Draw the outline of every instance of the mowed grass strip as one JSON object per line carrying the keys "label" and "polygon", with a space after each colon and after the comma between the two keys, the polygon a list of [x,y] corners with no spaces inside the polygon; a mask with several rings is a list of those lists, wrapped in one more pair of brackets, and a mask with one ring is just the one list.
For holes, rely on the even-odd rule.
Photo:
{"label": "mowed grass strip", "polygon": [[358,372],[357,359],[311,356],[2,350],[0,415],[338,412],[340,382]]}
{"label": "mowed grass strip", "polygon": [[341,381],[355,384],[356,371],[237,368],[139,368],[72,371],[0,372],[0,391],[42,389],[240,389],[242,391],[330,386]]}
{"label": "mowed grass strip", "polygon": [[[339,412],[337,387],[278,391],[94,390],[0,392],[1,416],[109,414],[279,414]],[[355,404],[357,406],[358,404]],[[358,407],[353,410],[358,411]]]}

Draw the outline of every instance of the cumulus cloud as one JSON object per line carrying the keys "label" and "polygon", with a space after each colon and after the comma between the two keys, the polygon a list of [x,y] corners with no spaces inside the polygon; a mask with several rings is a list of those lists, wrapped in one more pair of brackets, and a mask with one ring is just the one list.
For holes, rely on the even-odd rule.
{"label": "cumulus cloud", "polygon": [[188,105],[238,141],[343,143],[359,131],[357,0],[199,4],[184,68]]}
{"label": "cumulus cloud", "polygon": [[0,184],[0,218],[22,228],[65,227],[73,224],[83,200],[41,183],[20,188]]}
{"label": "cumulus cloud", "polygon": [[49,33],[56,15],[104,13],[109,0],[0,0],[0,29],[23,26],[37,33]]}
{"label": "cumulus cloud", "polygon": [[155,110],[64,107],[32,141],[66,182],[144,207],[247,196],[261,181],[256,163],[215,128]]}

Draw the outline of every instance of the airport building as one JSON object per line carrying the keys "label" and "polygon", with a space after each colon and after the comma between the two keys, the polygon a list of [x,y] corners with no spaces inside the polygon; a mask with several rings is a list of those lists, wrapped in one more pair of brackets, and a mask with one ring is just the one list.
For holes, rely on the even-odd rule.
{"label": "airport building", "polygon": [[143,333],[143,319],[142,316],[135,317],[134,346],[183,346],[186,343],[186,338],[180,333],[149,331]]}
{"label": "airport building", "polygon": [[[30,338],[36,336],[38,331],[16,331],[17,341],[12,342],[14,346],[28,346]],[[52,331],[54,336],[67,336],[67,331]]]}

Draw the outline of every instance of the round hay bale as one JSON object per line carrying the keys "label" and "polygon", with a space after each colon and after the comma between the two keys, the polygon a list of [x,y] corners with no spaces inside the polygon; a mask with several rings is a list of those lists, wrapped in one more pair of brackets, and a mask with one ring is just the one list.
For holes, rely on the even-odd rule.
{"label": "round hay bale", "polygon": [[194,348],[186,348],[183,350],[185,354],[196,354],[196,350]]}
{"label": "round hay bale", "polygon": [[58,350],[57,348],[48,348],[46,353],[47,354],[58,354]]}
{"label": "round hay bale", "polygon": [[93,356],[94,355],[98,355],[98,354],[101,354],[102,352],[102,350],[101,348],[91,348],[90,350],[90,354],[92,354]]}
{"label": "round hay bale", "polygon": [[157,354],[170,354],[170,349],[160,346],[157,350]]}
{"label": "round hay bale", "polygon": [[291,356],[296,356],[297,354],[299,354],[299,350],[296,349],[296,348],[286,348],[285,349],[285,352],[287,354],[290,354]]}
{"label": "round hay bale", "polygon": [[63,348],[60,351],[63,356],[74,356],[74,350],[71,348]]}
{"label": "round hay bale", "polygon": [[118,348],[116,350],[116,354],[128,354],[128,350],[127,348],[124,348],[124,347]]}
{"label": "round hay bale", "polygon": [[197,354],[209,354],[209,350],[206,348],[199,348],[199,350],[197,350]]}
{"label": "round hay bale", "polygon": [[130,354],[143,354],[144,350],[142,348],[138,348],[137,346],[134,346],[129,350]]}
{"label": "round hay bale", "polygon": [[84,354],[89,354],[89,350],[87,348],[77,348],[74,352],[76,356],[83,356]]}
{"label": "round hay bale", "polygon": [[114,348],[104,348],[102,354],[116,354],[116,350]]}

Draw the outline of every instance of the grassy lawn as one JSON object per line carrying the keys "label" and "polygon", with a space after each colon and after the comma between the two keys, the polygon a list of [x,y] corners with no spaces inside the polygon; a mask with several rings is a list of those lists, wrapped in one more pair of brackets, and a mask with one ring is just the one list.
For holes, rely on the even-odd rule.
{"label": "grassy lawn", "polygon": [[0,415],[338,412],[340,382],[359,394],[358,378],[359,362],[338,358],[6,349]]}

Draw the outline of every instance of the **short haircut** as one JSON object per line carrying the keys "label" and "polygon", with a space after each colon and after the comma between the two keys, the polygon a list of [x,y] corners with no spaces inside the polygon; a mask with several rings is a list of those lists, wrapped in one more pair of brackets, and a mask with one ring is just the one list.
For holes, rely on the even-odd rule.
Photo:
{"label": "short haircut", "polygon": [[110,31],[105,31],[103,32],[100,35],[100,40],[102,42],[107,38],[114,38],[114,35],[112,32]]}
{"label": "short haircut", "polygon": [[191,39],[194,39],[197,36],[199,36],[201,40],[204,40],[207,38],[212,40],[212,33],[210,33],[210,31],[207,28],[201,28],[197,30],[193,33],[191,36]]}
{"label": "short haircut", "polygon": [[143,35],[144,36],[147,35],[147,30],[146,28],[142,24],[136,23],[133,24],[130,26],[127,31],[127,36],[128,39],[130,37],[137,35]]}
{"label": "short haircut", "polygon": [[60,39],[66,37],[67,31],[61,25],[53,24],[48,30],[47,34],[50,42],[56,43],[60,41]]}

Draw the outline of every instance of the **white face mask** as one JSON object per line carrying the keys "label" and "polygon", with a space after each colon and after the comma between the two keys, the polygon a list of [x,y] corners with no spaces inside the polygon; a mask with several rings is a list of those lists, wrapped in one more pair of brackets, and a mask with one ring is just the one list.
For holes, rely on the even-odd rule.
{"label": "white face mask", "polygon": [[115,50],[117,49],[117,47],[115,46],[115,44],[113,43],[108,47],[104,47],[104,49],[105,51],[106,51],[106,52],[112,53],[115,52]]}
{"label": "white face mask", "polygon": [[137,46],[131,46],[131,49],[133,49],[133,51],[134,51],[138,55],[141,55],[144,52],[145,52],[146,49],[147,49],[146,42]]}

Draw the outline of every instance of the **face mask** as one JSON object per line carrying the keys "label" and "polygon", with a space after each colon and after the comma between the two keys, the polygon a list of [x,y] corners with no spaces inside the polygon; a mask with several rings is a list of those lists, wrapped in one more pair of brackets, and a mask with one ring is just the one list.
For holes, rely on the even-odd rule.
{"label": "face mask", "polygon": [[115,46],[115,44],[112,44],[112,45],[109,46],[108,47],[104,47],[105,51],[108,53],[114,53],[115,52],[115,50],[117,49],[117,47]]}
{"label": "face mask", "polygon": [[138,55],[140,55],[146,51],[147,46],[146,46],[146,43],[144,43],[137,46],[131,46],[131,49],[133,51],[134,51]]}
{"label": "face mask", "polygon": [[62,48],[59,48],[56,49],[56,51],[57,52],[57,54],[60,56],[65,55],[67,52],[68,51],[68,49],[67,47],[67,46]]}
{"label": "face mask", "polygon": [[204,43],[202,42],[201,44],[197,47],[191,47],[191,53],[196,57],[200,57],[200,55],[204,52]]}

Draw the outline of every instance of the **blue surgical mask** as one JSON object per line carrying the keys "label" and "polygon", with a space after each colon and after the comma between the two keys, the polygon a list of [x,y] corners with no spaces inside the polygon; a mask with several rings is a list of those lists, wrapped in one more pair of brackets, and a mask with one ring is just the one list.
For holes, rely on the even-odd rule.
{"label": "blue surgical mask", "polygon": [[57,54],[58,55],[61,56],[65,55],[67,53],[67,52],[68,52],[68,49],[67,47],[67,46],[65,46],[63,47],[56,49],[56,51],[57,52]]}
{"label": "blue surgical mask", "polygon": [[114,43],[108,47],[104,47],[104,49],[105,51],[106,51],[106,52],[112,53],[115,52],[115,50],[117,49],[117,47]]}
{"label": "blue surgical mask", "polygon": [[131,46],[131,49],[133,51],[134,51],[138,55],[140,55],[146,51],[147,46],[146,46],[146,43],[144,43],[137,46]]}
•••••
__CHALLENGE__: Reproduce verbatim everything in the listing above, from the line containing "Draw the outline of every instance of the **blue" down to the last line of the listing, including both of those lines.

__SOLUTION FOR THIS PROBLEM__:
Draw the outline of every instance of the **blue surgical mask** as one JSON object per line carrying the keys "label" and "polygon", with a space after each colon and after the comma between the two keys, the polygon a list of [x,y] corners with no spaces inside the polygon; a mask with several rings is a list of those lists, wrapped in one more pair of brackets, and a mask with one ring is just the one list.
For holes, rely on the even-odd rule.
{"label": "blue surgical mask", "polygon": [[57,54],[58,55],[61,56],[65,55],[67,53],[67,52],[68,52],[68,49],[67,47],[67,46],[65,46],[63,47],[56,49],[56,51],[57,52]]}
{"label": "blue surgical mask", "polygon": [[114,43],[108,47],[104,47],[104,49],[105,51],[106,51],[106,52],[112,53],[115,52],[115,50],[117,49],[117,47]]}
{"label": "blue surgical mask", "polygon": [[131,46],[131,49],[133,51],[134,51],[138,55],[140,55],[146,51],[147,46],[146,46],[146,43],[144,43],[137,46]]}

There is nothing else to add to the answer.